→ **SOURCE PASSAGE**:
= Ban Lum Khao =

Bronze Age period archaeological site

Ban Lum Khao is a Bronze Age period archaeological site located on the Khorat Plateau of Northeast Thailand. Excavations done at Ban Lum Khao created a 10 x 15 m^{2} dig zone with a depth of 1.7 m, revealing the village's cemetery. Ban Lum Khao's cemetery consisted of three layers dating from the late Neolithic, early Bronze Age, and late Bronze Age. Above the cemetery were thin occupational layers with ecofacts and artifacts such as animal bones and pottery. Below the cemetery was a Neolithic era layer full of shells and ash. 112 burials were excavated, with the remains of 110 individuals discovered, 59 of which were adults. The village of Ban Lum Khao was likely inhabited by 1400 BC, with cemetery use starting 500 - 1000 years later.

→ **STUDY MATERIAL**:
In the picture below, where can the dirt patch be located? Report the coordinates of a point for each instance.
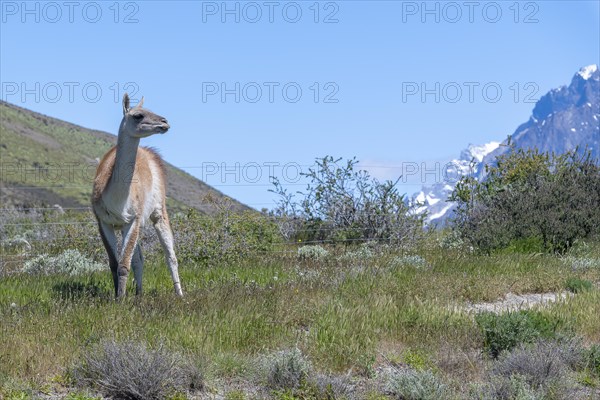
(516, 302)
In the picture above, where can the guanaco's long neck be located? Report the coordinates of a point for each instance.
(127, 147)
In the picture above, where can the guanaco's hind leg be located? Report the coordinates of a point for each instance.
(137, 263)
(165, 235)
(109, 239)
(130, 236)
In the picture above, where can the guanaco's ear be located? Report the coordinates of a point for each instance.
(125, 103)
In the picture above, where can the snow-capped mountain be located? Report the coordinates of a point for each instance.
(562, 120)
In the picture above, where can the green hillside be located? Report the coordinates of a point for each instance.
(46, 161)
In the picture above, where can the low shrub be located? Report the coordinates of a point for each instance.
(413, 261)
(505, 331)
(578, 285)
(313, 253)
(70, 262)
(132, 371)
(417, 385)
(535, 371)
(287, 369)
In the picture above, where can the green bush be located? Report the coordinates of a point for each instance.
(530, 202)
(503, 332)
(229, 236)
(342, 204)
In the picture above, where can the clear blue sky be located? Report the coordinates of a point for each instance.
(372, 61)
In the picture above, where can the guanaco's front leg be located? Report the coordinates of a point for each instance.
(130, 233)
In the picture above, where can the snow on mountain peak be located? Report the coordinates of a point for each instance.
(479, 152)
(587, 72)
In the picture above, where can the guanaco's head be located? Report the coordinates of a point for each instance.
(140, 122)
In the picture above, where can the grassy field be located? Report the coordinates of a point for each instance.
(352, 312)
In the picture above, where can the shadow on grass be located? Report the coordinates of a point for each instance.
(73, 290)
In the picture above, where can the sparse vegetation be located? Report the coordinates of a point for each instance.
(342, 304)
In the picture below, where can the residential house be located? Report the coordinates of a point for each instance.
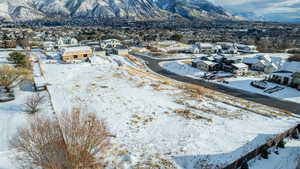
(66, 42)
(195, 49)
(263, 63)
(296, 80)
(281, 77)
(98, 51)
(8, 44)
(205, 65)
(120, 51)
(239, 68)
(246, 48)
(110, 43)
(48, 46)
(227, 48)
(206, 48)
(286, 78)
(76, 53)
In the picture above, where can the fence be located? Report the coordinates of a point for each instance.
(270, 143)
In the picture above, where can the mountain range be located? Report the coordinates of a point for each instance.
(263, 10)
(26, 10)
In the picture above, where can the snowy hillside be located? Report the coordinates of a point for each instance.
(138, 9)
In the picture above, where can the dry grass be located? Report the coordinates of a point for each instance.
(155, 163)
(294, 57)
(198, 93)
(73, 140)
(188, 114)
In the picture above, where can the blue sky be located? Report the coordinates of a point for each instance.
(280, 10)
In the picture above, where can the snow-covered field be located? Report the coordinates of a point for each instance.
(144, 115)
(143, 118)
(288, 93)
(243, 83)
(287, 158)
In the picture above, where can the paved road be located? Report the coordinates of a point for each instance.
(153, 64)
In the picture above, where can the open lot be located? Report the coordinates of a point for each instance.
(155, 123)
(243, 83)
(145, 115)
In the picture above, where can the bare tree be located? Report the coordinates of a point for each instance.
(10, 76)
(34, 102)
(74, 140)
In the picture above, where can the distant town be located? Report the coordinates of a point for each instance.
(190, 95)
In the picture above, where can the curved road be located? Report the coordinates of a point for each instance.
(153, 64)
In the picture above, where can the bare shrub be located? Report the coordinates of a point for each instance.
(11, 77)
(74, 140)
(295, 57)
(34, 102)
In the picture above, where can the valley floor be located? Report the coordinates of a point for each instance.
(157, 123)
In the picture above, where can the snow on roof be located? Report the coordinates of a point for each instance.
(291, 66)
(239, 65)
(208, 62)
(267, 58)
(205, 45)
(75, 49)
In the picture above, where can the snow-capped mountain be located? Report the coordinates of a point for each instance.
(263, 10)
(192, 8)
(138, 9)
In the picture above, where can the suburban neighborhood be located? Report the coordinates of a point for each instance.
(167, 99)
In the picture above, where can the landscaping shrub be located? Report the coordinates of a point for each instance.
(245, 166)
(20, 60)
(265, 154)
(73, 140)
(281, 144)
(34, 102)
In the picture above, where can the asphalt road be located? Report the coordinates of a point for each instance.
(153, 64)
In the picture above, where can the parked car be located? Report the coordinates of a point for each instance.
(259, 84)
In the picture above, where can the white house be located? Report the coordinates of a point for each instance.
(239, 68)
(110, 43)
(48, 45)
(205, 47)
(263, 63)
(246, 48)
(74, 41)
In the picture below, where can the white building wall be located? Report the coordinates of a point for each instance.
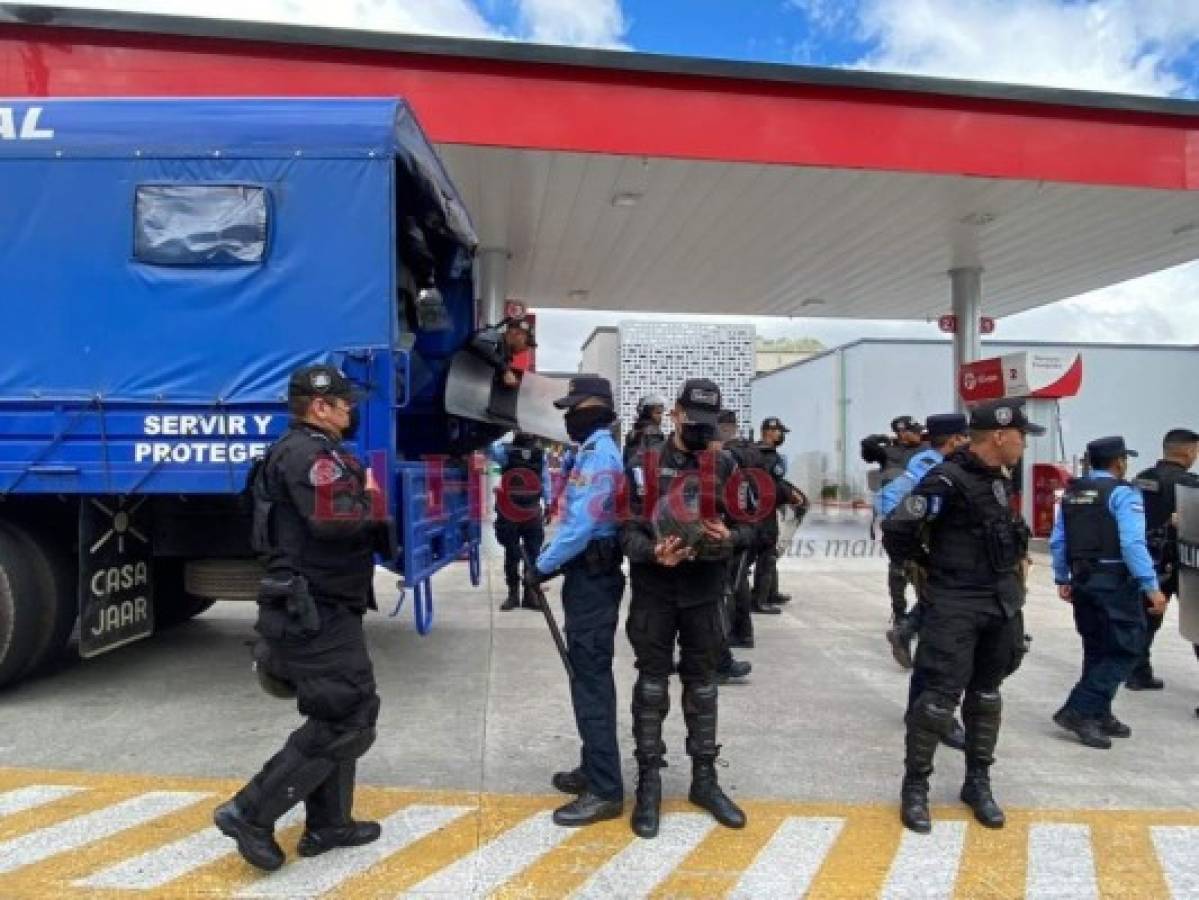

→ **STUDY QUESTIONS**:
A. Answer these about the Ban Lum Khao passage:
(i) How deep was the dig zone?
(ii) What lay below the cemetery?
(iii) How many of the individuals found were adults?
B. Continue the passage on the Ban Lum Khao site from its last sentence.

→ **RESPONSES BY ITEM NUMBER**:
A.
(i) 1.7 m
(ii) A Neolithic era layer full of shells and ash
(iii) 59

B.
== Burial practices ==
Bioarchaeological analysis of the three mortuary phases at Ban Lum Khao revealed two distinct types of burials: wrapped burials and coffin burials. Individuals in the wrapped burial group were likely wrapped tightly in tree bark or fibrous matting that decomposed, but over a long enough period of time to where the individual's labile joints decomposed. The skeletons that belonged to this group were characterized by showing signs of constriction, as none of their limbs were aligned outside of the shoulders. These individuals also had collapsed ribs and vertebrae. More evidence that supports this group of individuals being wrapped was the fact that their hands and feet remained articulated, meaning soft tissues decomposed while the body was held in place. The group of wrapped burials consisted of 9 women and 5 men.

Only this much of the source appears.